▸ AIM
Please copy the items below, replacing "Pins" with "Points" and leaving every other word unchanged; omit the pictures.

▸ SUPPLIED MATERIAL
▼
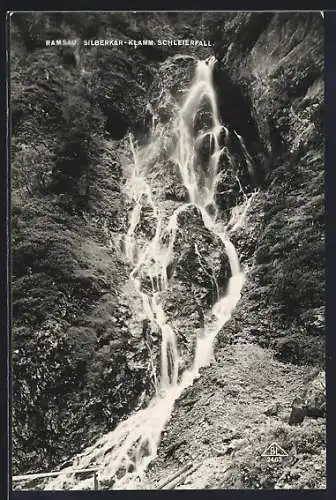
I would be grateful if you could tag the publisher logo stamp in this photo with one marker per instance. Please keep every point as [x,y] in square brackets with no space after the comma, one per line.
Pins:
[274,453]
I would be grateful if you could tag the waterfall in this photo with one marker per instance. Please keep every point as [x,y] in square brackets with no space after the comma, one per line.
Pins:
[123,454]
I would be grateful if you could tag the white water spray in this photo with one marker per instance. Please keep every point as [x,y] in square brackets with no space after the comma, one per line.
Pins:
[123,454]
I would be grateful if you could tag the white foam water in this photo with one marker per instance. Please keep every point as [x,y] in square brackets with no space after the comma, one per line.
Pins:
[123,455]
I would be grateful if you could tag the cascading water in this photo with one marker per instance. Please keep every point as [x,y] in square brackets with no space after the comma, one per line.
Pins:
[123,454]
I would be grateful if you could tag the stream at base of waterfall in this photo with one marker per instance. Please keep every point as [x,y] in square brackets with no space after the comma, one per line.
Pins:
[122,455]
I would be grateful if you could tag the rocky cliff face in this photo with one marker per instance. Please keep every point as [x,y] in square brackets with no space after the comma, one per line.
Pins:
[83,355]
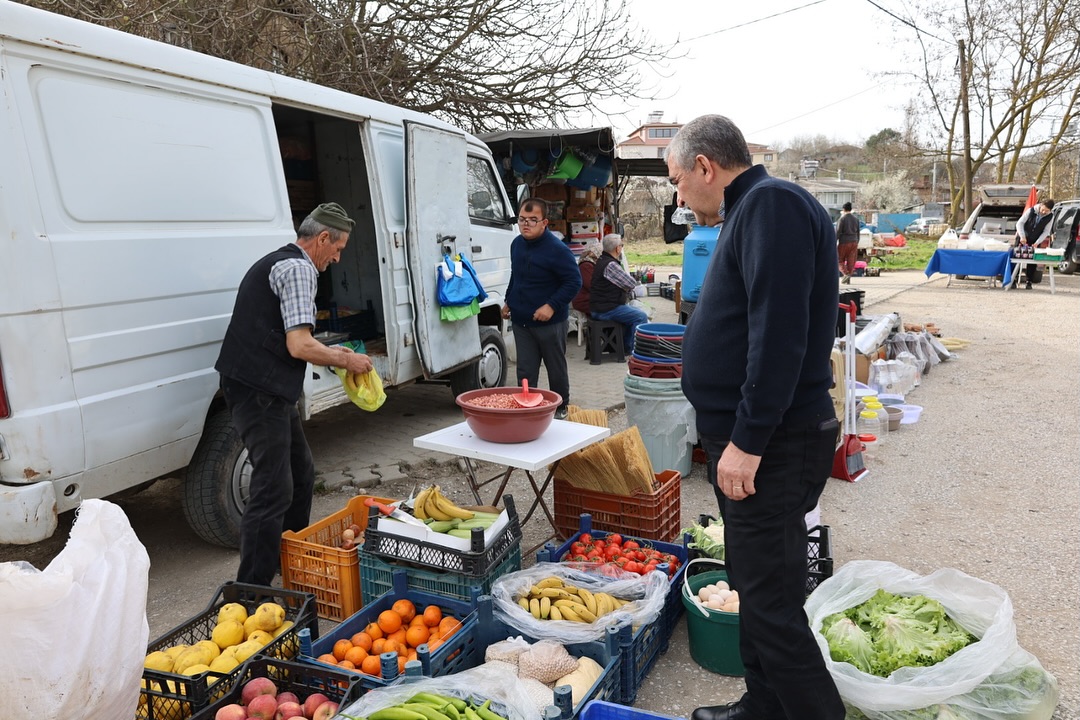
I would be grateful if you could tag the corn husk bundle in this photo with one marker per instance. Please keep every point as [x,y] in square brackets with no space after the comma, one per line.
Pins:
[598,418]
[618,465]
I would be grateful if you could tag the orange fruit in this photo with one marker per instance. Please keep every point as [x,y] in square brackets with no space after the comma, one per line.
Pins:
[448,625]
[372,666]
[432,615]
[362,640]
[417,636]
[355,655]
[405,609]
[390,621]
[340,648]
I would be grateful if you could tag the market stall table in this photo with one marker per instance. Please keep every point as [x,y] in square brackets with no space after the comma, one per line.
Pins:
[980,263]
[1022,261]
[561,438]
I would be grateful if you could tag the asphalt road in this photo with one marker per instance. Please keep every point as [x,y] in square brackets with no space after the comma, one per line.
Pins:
[985,483]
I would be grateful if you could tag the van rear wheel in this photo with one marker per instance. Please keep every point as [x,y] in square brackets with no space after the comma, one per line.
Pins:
[489,370]
[217,483]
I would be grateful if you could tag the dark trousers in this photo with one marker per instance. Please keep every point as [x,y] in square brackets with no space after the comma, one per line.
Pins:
[766,556]
[545,343]
[283,477]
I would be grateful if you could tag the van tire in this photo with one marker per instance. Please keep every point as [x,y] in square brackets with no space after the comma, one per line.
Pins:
[489,370]
[216,485]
▲
▸ WRITTEN SOLUTION
I would be grateful if you could tag the publisher logo stamp in this photo with one marker per instance. Please keep every point as [x,y] in square brackets with no space after the comma, one per line.
Points:
[274,453]
I would be grateful if you could tag the waterfall in this photo with one marker per instance. Please keep every point as [x,y] in square brackets with no space after the comma, one per line.
Points:
[123,454]
I would be grateful if you could tag the white water spray in this photo with one marker per instance. Please keep every point as [x,y] in square brackets with no space after the comma, one per line.
Points:
[123,454]
I would be grateful if you could tag the white foam water in this photo with one marker per instance. Please keep every point as [x,y] in square brackets with no space after the comma, one per line.
Points:
[123,455]
I would be grateful if you could tag the cascading water in this photo with one marker per instance. Please keep every point as [x,y] in square brackets with no space after the comma, one per line.
Points:
[123,454]
I would be grateful if you could tag the stream at base of waterfall in this photo with one marker per instance. Please keep every point as [x,y] in square brackets with no space after the comma, one per line.
Points:
[122,455]
I would be grateful if you could tag the rocky cliff face in this photo with one marker per instance. Please keep every point as [x,y] in square brackets with no space after the comma, one per line.
Points:
[83,355]
I would be grateful if you could tag the corn husk bundle in this photo with one marker per instance. Please keep every point as [x,y] in square brackets with no space after the comma, one per line.
Points:
[598,418]
[618,465]
I would be grateful if you could tag the orange fruit in this photo with one marker per instance. Please keep every point as [x,y] in square brackets with no space after the comma, one per line.
Points:
[448,625]
[372,666]
[432,615]
[362,640]
[417,636]
[355,655]
[405,609]
[390,621]
[340,648]
I would be grateful if you could tag the market stall table in this photo with one marker per instance. Please keep every point as [x,y] in square brackets with no space after the comma, one per line.
Points:
[980,263]
[1022,261]
[561,438]
I would be grateful if you could tag the asphalt road in this photo with one marker per instance. Please keep every point as [x,y] in square brackets with no space after the comma, one per line.
Points:
[985,483]
I would be grateful if you could tag the van rear wheel in this photo with one marker per instance. Please keep every point as [x,y] in square brackets with no space after the comma, one per line.
Points:
[489,370]
[217,483]
I would be grateful if you could tag the dark trousers in this photo with one marker per instance. Please keep every point as [x,y] in square brackets with no space after the comma, one per line.
Points:
[766,556]
[545,343]
[283,477]
I would be grateful if you could tag the van tire in this photo with one marker per instance. Please keep every point as [x,y] in square brackets with no space after the comma, one per line.
Points:
[489,370]
[216,485]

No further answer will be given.